▶ _Exercise objective_: Copy out word for word the stretch of entries below from the line containing "Would you kindly point to the car tail" through the line containing "<point>130,702</point>", with both of those lines included.

▶ _Data to process_:
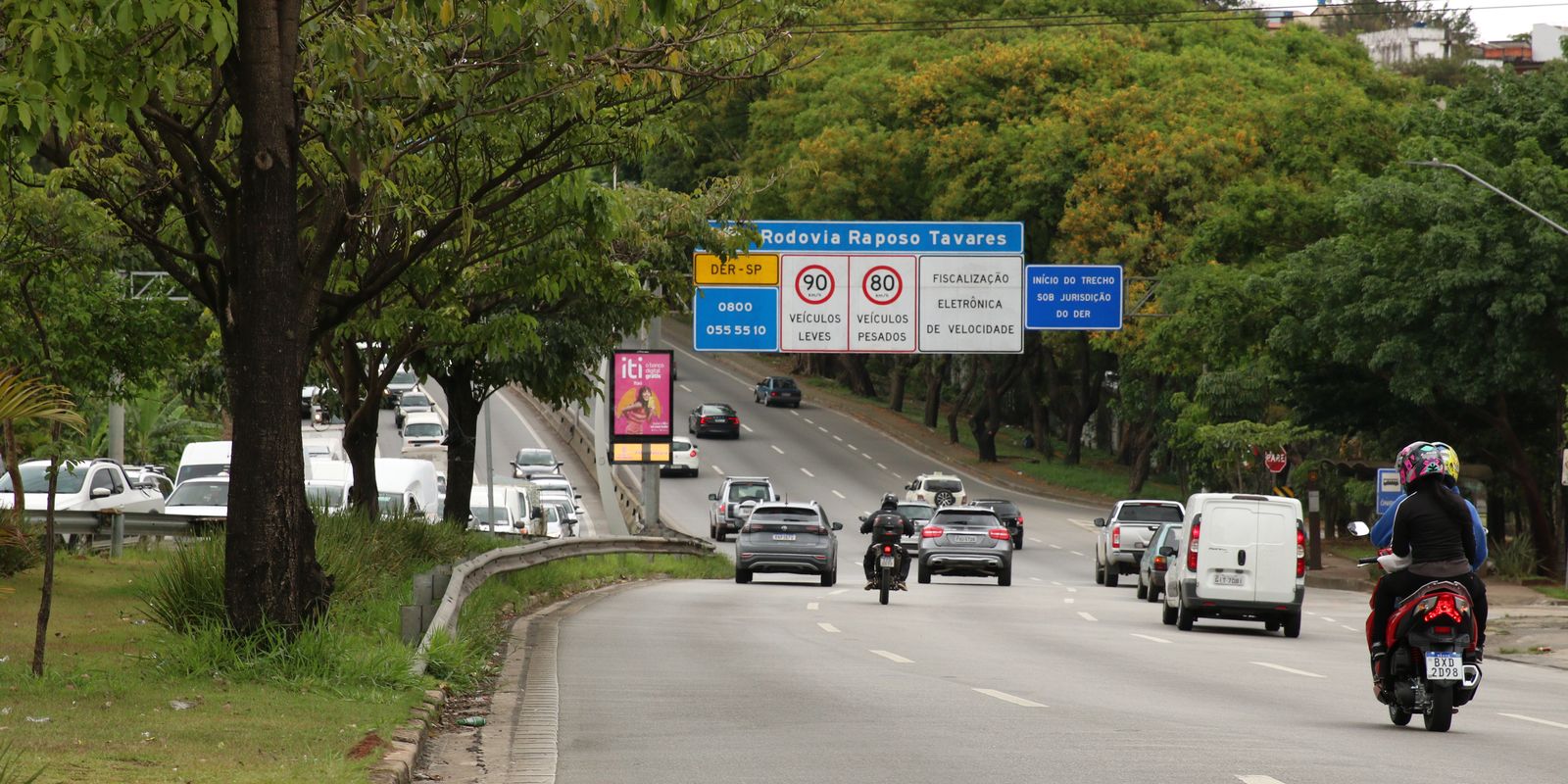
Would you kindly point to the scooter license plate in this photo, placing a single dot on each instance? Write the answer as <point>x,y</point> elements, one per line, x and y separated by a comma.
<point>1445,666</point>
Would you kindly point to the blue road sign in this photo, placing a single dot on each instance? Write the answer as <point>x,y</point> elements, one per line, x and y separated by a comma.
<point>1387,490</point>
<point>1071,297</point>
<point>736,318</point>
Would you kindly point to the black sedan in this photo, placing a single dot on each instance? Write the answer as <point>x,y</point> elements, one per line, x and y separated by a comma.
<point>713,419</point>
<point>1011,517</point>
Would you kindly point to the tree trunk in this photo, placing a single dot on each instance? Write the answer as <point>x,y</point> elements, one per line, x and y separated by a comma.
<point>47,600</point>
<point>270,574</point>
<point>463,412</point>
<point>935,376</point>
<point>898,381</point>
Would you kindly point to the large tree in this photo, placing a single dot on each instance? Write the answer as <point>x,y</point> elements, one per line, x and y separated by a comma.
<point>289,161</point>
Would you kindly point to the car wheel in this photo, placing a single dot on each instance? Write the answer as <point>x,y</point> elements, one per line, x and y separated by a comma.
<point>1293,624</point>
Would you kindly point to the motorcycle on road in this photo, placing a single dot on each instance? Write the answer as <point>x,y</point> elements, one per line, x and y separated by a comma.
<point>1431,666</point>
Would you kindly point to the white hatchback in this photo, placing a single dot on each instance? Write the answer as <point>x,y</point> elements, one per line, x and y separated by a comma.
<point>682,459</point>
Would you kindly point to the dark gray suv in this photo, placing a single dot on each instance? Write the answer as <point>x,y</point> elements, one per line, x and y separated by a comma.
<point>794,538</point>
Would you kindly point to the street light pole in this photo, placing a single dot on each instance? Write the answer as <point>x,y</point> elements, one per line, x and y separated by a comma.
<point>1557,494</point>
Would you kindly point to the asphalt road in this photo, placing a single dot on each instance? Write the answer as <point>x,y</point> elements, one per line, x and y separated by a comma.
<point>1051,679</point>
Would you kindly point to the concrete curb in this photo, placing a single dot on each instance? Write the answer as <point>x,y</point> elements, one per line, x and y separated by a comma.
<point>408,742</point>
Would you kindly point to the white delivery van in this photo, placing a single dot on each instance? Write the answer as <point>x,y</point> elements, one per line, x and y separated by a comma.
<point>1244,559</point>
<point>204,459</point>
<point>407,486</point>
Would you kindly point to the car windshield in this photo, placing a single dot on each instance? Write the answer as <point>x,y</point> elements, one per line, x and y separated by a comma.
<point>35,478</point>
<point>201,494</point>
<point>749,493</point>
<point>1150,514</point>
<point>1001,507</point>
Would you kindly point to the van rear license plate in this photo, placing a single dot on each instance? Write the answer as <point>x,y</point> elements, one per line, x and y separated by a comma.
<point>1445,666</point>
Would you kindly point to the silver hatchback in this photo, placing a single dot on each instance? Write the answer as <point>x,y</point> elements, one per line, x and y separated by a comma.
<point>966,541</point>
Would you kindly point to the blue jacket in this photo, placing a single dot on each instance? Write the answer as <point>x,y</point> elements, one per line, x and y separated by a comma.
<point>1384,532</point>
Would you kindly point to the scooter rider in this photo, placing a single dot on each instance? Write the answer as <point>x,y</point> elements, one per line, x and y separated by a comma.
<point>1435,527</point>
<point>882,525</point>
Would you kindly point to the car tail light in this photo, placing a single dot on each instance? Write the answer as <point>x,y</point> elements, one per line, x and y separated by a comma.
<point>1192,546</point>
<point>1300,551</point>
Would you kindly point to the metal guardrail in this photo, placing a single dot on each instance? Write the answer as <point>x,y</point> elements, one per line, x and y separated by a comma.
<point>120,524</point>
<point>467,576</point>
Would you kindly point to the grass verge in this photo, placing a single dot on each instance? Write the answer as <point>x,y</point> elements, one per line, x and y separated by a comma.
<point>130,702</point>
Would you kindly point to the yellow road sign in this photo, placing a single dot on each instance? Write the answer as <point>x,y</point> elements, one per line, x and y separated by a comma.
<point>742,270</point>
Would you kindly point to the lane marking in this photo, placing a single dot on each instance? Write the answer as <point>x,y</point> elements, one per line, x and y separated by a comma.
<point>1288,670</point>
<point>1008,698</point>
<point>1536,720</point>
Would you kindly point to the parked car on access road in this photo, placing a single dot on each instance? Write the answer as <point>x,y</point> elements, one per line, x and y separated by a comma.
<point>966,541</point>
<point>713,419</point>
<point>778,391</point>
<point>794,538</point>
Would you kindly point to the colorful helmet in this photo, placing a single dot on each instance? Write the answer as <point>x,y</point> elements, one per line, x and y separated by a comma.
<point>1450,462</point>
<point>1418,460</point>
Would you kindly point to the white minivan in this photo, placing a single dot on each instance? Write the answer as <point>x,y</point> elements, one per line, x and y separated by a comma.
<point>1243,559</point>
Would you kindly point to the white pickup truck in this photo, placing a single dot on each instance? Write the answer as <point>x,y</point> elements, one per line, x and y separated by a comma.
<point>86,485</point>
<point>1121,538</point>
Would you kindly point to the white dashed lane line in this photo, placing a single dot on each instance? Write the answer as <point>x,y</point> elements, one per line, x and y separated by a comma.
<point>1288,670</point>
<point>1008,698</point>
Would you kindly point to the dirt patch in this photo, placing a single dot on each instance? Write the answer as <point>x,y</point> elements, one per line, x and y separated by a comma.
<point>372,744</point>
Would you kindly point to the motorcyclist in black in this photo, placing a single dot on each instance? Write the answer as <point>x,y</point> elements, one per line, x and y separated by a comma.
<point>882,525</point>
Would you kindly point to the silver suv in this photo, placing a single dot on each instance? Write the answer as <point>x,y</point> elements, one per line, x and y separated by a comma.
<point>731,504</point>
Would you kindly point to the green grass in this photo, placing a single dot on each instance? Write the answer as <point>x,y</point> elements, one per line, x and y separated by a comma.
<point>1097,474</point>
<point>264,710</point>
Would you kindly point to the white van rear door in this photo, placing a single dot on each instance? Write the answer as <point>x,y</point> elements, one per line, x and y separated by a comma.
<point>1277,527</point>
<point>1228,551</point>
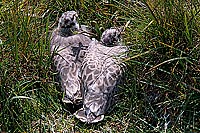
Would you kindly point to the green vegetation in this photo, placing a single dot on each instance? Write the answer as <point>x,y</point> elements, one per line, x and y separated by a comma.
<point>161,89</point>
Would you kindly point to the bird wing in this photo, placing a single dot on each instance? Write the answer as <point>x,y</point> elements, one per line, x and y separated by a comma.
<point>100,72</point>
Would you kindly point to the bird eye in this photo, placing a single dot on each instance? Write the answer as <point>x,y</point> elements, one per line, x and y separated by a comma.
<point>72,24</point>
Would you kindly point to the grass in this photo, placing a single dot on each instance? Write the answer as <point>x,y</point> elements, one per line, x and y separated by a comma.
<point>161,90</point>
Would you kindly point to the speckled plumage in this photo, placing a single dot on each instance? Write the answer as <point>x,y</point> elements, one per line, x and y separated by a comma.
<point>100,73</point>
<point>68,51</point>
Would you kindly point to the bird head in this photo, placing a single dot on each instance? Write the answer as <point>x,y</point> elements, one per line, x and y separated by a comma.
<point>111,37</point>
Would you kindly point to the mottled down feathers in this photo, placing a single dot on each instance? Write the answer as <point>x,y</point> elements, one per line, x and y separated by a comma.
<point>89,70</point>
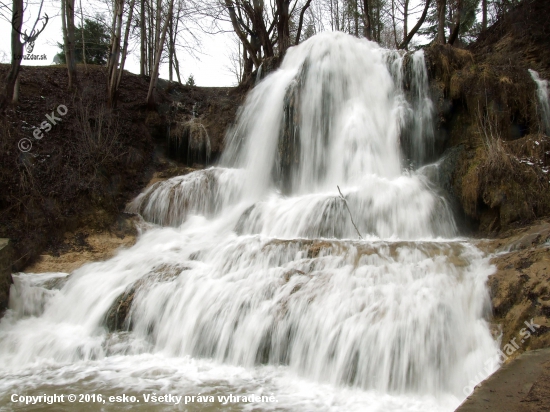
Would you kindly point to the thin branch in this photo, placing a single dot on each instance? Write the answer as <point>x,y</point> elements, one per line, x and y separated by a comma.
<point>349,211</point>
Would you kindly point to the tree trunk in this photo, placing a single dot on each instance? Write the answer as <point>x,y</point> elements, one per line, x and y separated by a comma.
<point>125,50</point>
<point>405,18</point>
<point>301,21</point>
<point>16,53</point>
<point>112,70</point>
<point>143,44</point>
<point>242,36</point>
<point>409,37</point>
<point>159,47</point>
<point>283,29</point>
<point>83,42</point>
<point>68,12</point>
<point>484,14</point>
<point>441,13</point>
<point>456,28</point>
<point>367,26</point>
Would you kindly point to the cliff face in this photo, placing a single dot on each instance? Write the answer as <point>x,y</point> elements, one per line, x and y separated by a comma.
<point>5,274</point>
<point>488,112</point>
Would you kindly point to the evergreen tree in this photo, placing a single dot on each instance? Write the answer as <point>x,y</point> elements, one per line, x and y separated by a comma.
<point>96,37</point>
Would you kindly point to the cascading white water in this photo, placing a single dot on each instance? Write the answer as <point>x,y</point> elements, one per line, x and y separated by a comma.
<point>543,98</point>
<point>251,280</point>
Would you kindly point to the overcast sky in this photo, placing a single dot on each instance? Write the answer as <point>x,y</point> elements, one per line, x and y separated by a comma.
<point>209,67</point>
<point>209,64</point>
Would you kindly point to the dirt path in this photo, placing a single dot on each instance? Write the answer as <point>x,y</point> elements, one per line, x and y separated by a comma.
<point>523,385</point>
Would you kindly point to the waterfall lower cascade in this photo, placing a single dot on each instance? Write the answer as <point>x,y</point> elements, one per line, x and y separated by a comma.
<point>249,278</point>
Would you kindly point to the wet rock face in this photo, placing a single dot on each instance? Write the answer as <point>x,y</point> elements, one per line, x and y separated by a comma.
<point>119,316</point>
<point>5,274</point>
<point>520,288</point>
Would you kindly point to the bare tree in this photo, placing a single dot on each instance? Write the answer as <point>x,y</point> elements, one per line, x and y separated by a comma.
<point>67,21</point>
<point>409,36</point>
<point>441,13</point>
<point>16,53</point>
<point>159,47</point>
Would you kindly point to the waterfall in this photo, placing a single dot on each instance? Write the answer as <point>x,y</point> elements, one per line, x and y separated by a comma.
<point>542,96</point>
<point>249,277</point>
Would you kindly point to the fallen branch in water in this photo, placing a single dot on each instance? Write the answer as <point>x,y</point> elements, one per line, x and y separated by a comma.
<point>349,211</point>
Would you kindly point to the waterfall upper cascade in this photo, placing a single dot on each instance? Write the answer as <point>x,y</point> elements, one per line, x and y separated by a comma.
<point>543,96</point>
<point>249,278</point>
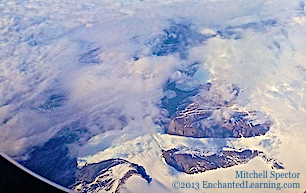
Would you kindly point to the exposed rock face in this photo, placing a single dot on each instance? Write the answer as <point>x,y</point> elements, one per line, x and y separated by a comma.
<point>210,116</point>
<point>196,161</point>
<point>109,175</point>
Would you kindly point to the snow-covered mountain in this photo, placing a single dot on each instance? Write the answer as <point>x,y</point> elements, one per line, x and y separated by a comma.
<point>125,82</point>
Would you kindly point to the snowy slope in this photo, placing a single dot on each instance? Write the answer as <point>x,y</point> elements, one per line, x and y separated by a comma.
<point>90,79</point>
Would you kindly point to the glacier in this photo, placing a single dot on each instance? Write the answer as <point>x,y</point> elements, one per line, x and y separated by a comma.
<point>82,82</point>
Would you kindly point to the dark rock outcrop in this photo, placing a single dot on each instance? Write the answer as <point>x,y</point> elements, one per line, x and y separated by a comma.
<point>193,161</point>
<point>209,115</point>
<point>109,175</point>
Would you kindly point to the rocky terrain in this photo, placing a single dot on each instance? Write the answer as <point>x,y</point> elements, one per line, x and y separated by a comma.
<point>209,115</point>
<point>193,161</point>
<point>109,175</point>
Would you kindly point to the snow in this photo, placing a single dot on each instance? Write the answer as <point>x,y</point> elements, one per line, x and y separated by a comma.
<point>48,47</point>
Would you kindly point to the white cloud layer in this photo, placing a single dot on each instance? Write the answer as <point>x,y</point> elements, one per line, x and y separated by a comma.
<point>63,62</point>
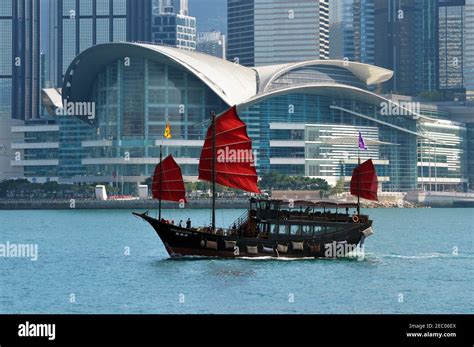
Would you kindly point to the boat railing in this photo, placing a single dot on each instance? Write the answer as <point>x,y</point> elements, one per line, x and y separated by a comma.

▶ _Written solution_:
Would you kindly point to the car tail light in this photo, placing a single dot on each instance? Write the answer as <point>x,y</point> elements, one per line, x and y separated by a comma.
<point>1192,546</point>
<point>1300,551</point>
Would you kindly point to the metal guardrail in this photo, placing a single dot on each instance? Write the answer as <point>x,y</point> elements, one per line, x and y separated by a comma.
<point>120,524</point>
<point>467,576</point>
Would you kindly point to the grass verge in this photo, placing a single dot on each instance? Write the answer as <point>x,y</point> elements, one per line, x and y separated by a comma.
<point>130,702</point>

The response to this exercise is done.